## Tasks for this exercise
A: Answer these questions from the MCP server excerpt, one answer per line, marked (i), (ii) and (iii):
(i) Which Python library does the server part rely on heavily?
(ii) When is authentication done, and with whom?
(iii) In the case described, what is returned along with the result?
B: List every labeled point given under the heading "Usage abstraction, resource consumptions and bad intentions" in the MCP server excerpt.
C: Please carry on writing the MCP server excerpt from the point where it stops.

## Document excerpt
■ ■ ■ ■ ■ ■ ■
On Github, we can detail the content of the MCP Server :

It is composed of several blocks: one part to initiate the MCP server, and another to interact with the Kusto databases.

The server part will allow instantiation and startup of the MCP server. It relies heavily on a Python library called FastMCP, which contains all the necessary methods to run our server.

The Kusto part will specify the connection methods, the prompts to execute queries and commands, as well as the available tools – the server functions – provided by our MCP server.

At first, we find our instructions in natural language or code to connect, execute code, generate a query: making the LLM understand how to land the result requested by the MCP client. Speaking of connection, authentication is done during the first connection, with the user running the MCP client. This point will need to be anticipated in the context of a larger-scale deployment.

At last, a list of the available functions and tools :

Risks & consequences

Once our server is deployed and our commands executed, we could consider deploying it at enterprise scale. What are the risks here?

Usage abstraction, resource consumptions and bad intentions

Knowledge and trust: MCP offers us a method to expose users to results without having to go through the query editor or work directly with KQL. In our case, the executed query is returned along with the result, but without verifying or knowing the language, one must trust the LLM on the accuracy of the values. We risk losing the knowledge associated with the language if the question is not asked beforehand. Without being sure of what we write, there is an indirect link to the result, due to the LLM’s interpretation of our request, as well as how the tools are coded on the MCP server.
Resources used: Without writing our own code, we can’t know if it’s the most efficient way to reach our goal: in natural language, we consume the LLM’s resource-heavy capacities, and we don’t guarantee the efficiency of our queries nor their low cost on the database.
Available commands: An MCP server can be provided by a third party, as in our case, or developed directly by the person deploying it. In both cases, it’s necessary to verify the available tools—and thus understand how a server works and what it is composed of—to ensure user requests are limited if they exceed the rules set by the server. Also, it’s possible to provide context in a prompt to supply tools that might be missing on the MCP server. Precise and limited rights management is necessary to limit misuse.
■ ■ ■ ■ ■ ■ ■
## Data provided
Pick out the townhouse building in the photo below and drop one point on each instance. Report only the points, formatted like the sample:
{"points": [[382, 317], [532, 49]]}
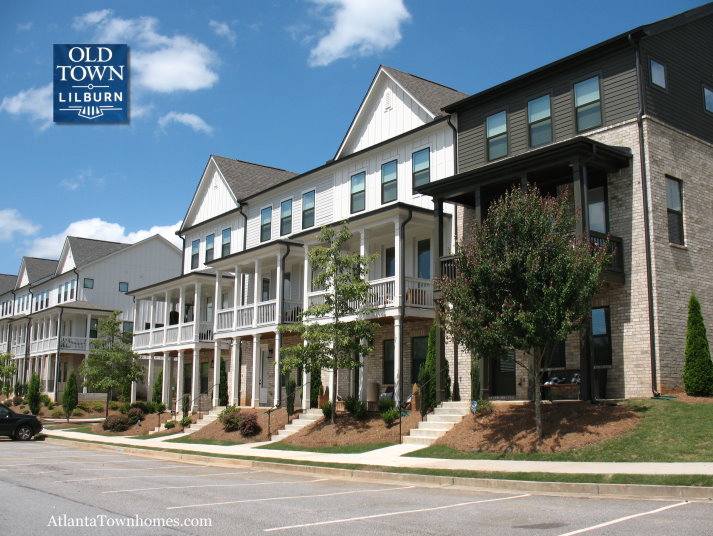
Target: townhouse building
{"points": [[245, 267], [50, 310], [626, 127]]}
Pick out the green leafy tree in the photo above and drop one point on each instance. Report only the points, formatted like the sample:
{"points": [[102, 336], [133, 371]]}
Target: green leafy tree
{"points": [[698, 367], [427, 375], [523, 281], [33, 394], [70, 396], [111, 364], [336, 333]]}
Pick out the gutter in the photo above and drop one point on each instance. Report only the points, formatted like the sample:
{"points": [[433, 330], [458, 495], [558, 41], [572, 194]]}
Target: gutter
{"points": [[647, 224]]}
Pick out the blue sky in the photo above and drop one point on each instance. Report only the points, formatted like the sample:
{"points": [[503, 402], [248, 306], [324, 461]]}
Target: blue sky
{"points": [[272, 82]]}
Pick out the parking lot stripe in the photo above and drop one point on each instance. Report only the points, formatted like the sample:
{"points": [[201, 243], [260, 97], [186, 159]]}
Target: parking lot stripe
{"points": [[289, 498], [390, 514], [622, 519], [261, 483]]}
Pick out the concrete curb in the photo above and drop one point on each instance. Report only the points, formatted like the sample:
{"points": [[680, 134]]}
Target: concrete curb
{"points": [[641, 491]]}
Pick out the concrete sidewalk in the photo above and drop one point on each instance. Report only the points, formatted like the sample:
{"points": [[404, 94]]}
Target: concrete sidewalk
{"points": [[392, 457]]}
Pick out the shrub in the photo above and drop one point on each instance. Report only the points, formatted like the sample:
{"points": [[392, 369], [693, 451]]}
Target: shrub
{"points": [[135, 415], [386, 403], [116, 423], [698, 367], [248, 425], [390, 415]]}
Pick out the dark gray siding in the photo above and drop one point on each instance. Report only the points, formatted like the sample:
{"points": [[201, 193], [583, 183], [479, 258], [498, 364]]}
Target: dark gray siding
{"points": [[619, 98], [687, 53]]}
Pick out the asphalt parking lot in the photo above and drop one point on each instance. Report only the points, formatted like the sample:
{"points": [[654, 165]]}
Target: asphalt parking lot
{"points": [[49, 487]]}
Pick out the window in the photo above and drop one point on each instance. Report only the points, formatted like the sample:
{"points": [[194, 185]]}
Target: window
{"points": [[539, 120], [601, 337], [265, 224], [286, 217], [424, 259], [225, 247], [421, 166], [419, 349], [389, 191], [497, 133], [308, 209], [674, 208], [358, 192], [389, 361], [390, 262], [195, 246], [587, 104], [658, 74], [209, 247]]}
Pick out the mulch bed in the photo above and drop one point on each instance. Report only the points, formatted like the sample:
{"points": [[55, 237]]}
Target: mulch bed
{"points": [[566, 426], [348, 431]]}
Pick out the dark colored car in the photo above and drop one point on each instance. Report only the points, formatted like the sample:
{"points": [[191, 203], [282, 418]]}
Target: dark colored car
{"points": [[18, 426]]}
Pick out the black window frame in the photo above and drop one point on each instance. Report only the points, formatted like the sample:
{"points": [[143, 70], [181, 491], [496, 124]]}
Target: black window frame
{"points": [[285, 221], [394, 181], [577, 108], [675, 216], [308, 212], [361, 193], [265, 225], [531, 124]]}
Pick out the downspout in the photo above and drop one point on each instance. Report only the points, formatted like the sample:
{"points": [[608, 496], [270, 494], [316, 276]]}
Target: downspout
■ ■ ■ ■ ■ ■ ■
## Answers
A:
(i) FastMCP.
(ii) During the first connection, with the user running the MCP client.
(iii) The executed query.

B:
Knowledge and trust
Resources used
Available commands

C:
Bad intentions: In our tests, we stopped at well-intentioned queries. Let’s imagine a colleague dissatisfied with the results returned by their queries, acting with bad intentions: for testing, we replicated the table, then asked for an indicator on the average humidity of a city. It’s possible to lie the LLM to update the table data and thus inflate the returned KPIs. It’s also possible to delete a table:

*Prompt getting air humidity average in Clermont-Ferrand*

*Badly intentioned Prompt, enabling data update and deleting table.*

Security risks

To cover it fully, Redhat and Microsoft has described the security risks related to MCP servers. Let’s list some of the risks that directly concern our tests:

The MCP server must ensure security per user – by impersonation – by limiting user access. We can imagine read-only access, and even row-level security to filter tables by business perimeters. Here, being administrator of both the machine and the Kusto database, we propagated our rights all the way to the database.
If the MCP server does not secure its accesses, log management, and its exchanges with resources and MCP clients, then it is possible to intercept or retrieve authentication methods or tokens used to authenticate.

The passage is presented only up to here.